### WHAT TO PRODUCE
Where a line contains the word "table", copy that line from the records below.

### RECORDS SHOWN
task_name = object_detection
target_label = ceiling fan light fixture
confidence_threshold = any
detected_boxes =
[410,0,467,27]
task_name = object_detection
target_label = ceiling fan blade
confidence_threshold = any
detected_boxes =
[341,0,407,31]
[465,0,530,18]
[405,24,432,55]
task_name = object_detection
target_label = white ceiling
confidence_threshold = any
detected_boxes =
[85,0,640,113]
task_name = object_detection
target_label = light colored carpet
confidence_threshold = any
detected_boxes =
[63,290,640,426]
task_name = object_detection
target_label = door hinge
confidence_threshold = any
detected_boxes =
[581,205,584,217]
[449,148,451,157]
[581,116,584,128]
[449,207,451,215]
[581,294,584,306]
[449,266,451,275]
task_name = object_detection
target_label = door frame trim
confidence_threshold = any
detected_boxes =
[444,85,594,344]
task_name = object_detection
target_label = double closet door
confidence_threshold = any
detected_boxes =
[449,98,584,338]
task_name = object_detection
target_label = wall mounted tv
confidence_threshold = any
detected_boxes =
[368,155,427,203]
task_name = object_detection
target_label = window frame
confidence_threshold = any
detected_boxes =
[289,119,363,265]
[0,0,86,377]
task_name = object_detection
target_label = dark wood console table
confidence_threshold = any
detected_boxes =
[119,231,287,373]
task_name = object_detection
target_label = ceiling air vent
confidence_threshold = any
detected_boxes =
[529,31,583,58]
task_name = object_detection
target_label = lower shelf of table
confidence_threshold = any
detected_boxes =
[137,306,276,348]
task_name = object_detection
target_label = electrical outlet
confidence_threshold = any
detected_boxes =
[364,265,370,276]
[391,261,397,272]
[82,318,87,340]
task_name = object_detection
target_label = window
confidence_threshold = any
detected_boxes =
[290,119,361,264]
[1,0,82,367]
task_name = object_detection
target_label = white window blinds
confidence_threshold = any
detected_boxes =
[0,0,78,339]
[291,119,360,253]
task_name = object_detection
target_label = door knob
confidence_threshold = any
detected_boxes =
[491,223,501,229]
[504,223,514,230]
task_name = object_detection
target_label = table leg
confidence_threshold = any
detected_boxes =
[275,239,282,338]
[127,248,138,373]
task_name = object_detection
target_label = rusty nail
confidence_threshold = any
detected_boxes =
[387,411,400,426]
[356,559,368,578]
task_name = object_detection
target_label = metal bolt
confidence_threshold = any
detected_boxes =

### TASK ANSWER
target_label = dark wood console table
target_label = lower shelf of table
target_label = table leg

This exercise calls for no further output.